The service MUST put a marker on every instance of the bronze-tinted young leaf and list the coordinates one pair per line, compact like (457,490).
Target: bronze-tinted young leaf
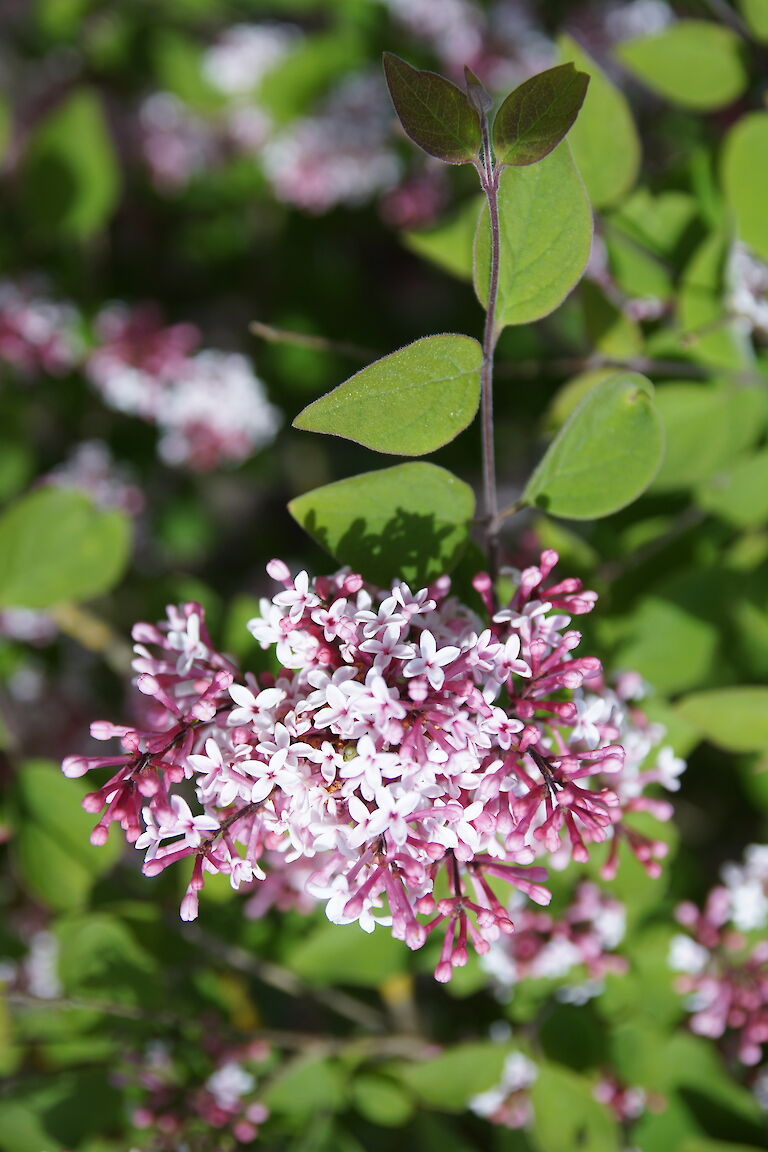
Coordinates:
(537,115)
(434,113)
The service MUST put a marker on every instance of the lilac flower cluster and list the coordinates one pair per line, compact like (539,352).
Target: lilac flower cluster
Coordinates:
(37,333)
(547,947)
(723,957)
(413,753)
(169,1113)
(210,407)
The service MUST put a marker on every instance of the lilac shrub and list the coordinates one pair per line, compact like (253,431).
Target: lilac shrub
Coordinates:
(723,960)
(409,751)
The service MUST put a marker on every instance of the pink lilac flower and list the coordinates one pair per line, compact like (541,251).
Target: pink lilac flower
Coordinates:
(508,1104)
(91,468)
(582,939)
(410,751)
(341,154)
(723,957)
(174,1108)
(208,406)
(37,334)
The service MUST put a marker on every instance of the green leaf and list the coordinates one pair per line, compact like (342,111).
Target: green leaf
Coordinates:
(709,334)
(381,1101)
(740,494)
(609,330)
(99,955)
(735,719)
(603,139)
(410,402)
(308,1084)
(52,851)
(546,234)
(570,394)
(56,545)
(755,14)
(706,427)
(342,954)
(70,174)
(434,113)
(693,62)
(5,127)
(449,244)
(310,70)
(605,456)
(537,115)
(745,179)
(450,1080)
(410,522)
(567,1115)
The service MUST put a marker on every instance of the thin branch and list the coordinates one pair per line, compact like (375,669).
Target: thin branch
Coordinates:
(284,980)
(489,181)
(529,370)
(305,340)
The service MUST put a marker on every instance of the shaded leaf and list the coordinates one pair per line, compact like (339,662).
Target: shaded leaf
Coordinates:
(567,1115)
(731,718)
(434,113)
(410,402)
(409,522)
(450,1080)
(537,115)
(342,954)
(54,858)
(606,454)
(693,62)
(546,234)
(740,494)
(709,334)
(70,174)
(603,139)
(380,1100)
(56,545)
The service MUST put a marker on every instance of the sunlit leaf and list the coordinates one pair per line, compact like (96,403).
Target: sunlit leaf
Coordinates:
(709,333)
(410,402)
(56,545)
(449,244)
(745,179)
(755,14)
(693,62)
(735,719)
(546,234)
(448,1081)
(434,113)
(603,139)
(56,863)
(707,426)
(605,455)
(567,1115)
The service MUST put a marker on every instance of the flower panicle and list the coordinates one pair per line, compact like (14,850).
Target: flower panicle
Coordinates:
(408,757)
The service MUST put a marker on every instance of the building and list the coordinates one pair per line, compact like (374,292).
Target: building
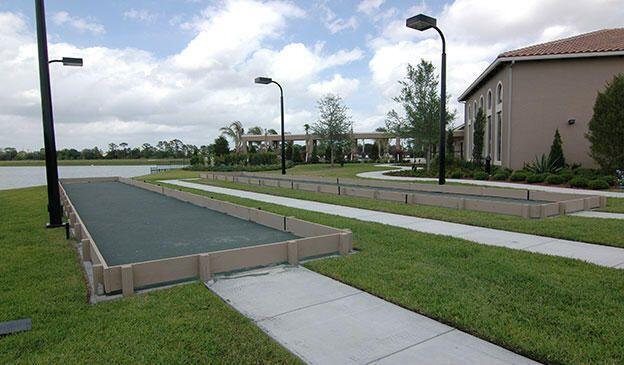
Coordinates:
(528,93)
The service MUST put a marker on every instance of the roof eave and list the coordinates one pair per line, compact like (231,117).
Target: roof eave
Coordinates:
(500,60)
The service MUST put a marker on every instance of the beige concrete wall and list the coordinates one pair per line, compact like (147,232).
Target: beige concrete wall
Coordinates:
(546,95)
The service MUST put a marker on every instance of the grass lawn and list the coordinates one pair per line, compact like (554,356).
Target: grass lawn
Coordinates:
(593,230)
(40,278)
(614,205)
(124,162)
(551,309)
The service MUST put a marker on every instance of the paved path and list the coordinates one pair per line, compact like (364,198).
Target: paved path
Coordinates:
(380,176)
(603,215)
(597,254)
(326,322)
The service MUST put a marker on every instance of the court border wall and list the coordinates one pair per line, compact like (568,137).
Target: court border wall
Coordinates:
(316,240)
(554,203)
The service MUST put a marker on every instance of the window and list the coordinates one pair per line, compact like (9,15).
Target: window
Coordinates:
(489,144)
(499,135)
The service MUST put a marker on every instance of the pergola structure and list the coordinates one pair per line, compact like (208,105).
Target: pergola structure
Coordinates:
(312,139)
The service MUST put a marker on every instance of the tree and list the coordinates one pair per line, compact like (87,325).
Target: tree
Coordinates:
(221,146)
(606,128)
(334,124)
(555,156)
(421,103)
(478,136)
(235,132)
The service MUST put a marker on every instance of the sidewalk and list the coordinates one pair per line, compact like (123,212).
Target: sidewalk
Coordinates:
(596,254)
(326,322)
(379,175)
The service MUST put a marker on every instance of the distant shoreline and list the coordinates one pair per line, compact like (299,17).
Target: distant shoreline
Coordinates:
(103,162)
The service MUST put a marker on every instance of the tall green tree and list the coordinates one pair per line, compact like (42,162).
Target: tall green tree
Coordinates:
(235,132)
(478,136)
(606,128)
(334,124)
(420,100)
(555,156)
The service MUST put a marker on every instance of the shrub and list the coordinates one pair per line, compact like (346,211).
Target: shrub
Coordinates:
(579,182)
(500,176)
(607,125)
(536,178)
(518,176)
(566,175)
(457,174)
(598,184)
(610,179)
(555,180)
(481,175)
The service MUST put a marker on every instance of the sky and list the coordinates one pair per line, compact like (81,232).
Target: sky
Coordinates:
(164,69)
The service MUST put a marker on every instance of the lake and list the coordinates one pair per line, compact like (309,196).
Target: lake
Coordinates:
(21,177)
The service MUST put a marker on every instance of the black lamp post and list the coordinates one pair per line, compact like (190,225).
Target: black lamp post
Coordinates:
(423,22)
(54,199)
(266,81)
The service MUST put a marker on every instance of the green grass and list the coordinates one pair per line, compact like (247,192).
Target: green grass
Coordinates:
(125,162)
(614,205)
(40,278)
(593,230)
(551,309)
(349,170)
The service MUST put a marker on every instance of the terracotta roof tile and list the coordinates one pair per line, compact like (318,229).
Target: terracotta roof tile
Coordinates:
(605,40)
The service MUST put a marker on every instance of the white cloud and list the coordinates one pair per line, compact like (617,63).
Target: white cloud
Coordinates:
(334,23)
(82,24)
(337,85)
(142,15)
(369,6)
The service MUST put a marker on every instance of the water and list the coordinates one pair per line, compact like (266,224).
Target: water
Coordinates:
(21,177)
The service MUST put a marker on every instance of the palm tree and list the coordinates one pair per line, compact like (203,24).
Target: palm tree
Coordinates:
(235,132)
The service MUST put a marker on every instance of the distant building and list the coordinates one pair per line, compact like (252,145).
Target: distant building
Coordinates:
(528,93)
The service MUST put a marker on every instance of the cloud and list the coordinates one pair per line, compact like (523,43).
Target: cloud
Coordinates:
(142,15)
(334,23)
(369,6)
(82,24)
(337,85)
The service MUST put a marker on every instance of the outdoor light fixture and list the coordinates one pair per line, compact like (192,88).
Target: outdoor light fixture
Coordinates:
(69,61)
(266,81)
(54,199)
(423,22)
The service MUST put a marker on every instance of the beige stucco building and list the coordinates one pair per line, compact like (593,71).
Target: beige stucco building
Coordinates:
(527,94)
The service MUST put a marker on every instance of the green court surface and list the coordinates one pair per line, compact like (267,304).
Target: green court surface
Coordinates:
(130,224)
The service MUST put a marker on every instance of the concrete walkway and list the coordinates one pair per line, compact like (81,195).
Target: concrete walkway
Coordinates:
(380,176)
(597,254)
(326,322)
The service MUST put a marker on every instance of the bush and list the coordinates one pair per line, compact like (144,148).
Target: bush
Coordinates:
(500,176)
(598,184)
(566,175)
(536,178)
(481,175)
(518,176)
(579,182)
(610,179)
(457,174)
(555,180)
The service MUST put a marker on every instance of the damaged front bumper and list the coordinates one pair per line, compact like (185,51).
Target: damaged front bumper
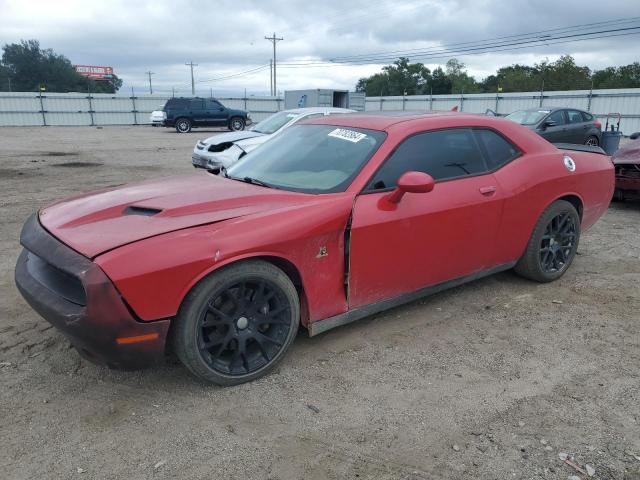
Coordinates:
(216,160)
(73,294)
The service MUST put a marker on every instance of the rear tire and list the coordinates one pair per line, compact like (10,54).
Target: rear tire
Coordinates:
(553,244)
(592,141)
(183,125)
(236,324)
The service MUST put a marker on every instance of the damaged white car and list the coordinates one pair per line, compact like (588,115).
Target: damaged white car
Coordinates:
(224,149)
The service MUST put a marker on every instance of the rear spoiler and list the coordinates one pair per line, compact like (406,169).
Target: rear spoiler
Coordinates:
(579,148)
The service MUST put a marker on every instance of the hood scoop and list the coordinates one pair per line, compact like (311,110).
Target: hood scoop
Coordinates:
(143,211)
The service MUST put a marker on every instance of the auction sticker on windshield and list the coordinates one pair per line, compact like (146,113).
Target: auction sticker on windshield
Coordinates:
(349,135)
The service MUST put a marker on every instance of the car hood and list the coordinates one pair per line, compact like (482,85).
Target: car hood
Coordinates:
(230,137)
(251,143)
(627,155)
(98,222)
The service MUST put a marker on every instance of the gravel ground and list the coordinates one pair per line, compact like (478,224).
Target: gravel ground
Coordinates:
(493,380)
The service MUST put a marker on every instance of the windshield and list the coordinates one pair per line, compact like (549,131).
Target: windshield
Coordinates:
(310,158)
(274,122)
(527,117)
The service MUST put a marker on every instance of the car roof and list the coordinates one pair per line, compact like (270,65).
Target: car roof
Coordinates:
(384,120)
(549,109)
(318,110)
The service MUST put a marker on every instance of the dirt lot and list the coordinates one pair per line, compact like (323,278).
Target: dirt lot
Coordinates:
(491,380)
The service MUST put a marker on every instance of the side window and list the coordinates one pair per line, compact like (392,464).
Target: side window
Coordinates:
(587,117)
(498,151)
(443,154)
(556,117)
(197,104)
(574,116)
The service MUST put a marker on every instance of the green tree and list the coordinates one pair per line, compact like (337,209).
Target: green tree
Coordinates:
(30,67)
(564,74)
(400,78)
(460,80)
(626,76)
(440,83)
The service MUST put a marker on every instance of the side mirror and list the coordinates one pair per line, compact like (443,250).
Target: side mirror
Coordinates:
(411,182)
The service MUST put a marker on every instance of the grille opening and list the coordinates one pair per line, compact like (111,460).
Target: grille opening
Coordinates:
(144,211)
(61,283)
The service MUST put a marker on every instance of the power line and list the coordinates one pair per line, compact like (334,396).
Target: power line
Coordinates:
(150,86)
(514,37)
(274,40)
(193,85)
(485,48)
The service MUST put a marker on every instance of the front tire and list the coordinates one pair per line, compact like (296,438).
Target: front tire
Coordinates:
(236,124)
(183,125)
(235,325)
(553,244)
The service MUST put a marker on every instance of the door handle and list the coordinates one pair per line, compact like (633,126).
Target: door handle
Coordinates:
(487,191)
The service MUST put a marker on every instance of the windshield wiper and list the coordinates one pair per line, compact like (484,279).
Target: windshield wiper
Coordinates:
(459,165)
(250,180)
(254,181)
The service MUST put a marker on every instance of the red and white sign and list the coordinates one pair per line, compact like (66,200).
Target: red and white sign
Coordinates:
(94,72)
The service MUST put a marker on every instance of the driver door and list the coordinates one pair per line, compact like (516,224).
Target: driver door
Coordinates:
(427,238)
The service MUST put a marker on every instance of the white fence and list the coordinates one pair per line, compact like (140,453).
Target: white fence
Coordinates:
(34,109)
(626,102)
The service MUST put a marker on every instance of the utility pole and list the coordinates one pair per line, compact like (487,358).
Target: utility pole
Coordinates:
(150,86)
(193,83)
(274,40)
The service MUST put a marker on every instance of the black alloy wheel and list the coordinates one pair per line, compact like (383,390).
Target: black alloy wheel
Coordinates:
(552,245)
(236,124)
(183,125)
(244,327)
(237,323)
(558,243)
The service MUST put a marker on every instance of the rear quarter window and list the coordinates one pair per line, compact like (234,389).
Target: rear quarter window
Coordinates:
(498,150)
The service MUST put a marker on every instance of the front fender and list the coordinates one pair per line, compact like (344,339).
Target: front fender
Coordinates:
(155,274)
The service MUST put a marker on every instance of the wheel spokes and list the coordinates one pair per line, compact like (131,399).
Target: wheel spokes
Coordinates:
(244,327)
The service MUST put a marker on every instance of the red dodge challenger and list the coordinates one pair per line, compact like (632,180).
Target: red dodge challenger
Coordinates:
(333,220)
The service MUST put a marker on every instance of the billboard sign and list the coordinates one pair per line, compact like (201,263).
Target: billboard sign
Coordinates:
(94,72)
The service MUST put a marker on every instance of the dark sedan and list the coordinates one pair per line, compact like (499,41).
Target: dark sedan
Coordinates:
(561,125)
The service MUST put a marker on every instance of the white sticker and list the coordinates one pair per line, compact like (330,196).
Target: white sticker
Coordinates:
(569,163)
(349,135)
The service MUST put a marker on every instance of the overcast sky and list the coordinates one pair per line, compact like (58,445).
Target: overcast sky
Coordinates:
(226,37)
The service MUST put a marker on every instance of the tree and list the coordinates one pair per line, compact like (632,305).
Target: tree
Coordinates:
(400,78)
(31,67)
(627,76)
(564,74)
(440,82)
(460,80)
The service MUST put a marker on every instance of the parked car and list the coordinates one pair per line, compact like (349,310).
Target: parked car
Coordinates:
(626,161)
(561,125)
(334,219)
(157,117)
(186,113)
(225,149)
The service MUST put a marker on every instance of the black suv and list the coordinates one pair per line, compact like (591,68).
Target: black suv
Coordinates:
(185,113)
(561,125)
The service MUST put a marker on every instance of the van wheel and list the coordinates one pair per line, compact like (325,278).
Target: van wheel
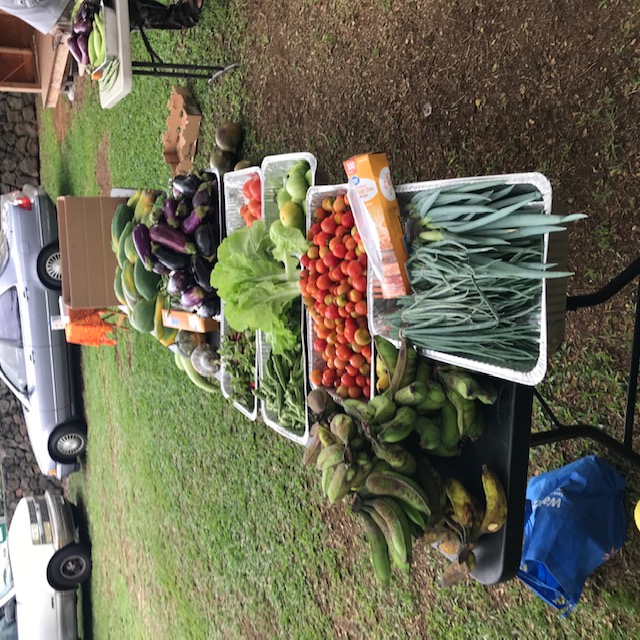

══════════

Show all lines above containing "tinted".

» **Task result**:
The service MUST put a marker on every instance of the bronze-tinted young leaf and list the coordinates one pair per line, compact like (457,490).
Target: bronze-tinted young leaf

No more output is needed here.